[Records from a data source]
══════════

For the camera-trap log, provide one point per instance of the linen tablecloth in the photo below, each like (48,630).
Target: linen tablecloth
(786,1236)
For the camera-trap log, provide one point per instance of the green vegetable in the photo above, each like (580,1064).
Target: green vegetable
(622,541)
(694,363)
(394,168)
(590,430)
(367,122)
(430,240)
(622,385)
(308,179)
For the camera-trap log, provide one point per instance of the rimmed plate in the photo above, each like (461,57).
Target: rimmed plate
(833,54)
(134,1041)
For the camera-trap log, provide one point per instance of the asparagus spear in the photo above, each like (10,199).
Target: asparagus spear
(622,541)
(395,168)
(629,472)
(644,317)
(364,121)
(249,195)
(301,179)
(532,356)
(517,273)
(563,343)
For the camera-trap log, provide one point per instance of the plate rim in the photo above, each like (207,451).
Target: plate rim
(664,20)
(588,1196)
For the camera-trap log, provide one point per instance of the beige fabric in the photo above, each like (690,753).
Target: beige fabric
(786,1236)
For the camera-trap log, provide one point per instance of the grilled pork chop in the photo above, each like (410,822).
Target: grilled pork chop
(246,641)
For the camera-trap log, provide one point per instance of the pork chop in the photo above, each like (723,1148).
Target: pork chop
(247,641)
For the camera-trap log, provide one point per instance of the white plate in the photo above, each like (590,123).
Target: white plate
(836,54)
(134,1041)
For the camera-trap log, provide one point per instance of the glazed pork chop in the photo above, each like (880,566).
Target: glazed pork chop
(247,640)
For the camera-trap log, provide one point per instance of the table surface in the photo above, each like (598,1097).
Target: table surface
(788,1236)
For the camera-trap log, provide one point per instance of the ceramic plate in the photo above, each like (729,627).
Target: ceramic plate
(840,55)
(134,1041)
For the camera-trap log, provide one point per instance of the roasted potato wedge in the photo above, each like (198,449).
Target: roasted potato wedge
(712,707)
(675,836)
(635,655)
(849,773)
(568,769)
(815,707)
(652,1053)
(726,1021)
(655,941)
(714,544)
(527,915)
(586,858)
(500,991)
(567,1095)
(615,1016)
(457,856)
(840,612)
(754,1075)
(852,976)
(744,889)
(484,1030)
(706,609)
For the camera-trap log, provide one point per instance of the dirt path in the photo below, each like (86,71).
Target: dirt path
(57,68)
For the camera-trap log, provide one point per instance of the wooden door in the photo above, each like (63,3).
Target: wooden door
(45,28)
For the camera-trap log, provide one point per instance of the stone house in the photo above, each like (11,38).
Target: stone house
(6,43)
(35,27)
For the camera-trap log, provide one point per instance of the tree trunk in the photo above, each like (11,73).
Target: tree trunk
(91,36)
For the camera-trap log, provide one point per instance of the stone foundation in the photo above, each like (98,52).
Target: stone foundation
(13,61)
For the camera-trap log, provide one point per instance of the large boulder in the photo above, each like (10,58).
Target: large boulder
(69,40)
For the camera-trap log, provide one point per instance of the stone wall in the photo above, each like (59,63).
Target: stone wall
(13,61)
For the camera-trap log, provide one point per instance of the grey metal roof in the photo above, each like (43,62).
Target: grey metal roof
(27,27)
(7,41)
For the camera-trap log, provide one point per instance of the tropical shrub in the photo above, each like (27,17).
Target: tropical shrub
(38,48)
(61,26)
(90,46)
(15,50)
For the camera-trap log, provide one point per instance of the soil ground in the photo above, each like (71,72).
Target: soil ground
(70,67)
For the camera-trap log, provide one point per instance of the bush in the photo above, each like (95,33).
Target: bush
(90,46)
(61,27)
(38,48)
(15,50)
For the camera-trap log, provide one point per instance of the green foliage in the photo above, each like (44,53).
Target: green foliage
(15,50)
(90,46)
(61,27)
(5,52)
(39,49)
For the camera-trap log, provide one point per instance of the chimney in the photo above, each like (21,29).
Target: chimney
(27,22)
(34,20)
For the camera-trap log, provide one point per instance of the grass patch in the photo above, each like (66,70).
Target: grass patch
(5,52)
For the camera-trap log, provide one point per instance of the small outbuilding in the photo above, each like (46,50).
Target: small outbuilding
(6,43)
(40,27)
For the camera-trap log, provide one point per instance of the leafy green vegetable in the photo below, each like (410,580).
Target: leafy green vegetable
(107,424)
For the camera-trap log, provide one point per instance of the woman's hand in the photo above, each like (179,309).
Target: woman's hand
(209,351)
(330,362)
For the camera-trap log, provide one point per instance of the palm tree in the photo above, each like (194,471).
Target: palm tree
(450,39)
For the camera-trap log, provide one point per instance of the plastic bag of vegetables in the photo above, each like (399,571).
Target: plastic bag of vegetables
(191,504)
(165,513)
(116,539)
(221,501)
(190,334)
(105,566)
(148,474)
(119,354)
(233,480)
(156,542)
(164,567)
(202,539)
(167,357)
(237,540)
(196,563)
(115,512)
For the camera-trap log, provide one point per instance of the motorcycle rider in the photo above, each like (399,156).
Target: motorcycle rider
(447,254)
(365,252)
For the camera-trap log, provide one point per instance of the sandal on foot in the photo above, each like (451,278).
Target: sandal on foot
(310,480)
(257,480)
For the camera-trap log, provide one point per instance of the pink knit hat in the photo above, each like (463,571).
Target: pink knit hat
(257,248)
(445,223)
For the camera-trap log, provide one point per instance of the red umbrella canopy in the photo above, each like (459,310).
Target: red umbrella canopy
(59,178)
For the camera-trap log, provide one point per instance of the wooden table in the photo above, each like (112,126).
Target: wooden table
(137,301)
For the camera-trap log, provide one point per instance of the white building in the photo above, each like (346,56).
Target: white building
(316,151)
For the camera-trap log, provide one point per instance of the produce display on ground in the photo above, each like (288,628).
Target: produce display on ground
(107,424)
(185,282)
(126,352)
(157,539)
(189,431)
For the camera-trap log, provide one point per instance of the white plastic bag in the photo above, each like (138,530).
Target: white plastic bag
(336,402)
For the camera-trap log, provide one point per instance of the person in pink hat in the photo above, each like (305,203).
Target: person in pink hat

══════════

> [What is required]: Report the lines above that have the word "below" in them.

> [Written reply]:
For the camera-trap log, provide one point per instance of the linen tablecloth in the photo below, each like (48,630).
For the camera-trap log, provide one point per instance of the dirt path in the photo below, each like (86,71).
For the camera-trap log, provide one point per instance of the leafy green vegetable in the photo below, each like (410,580).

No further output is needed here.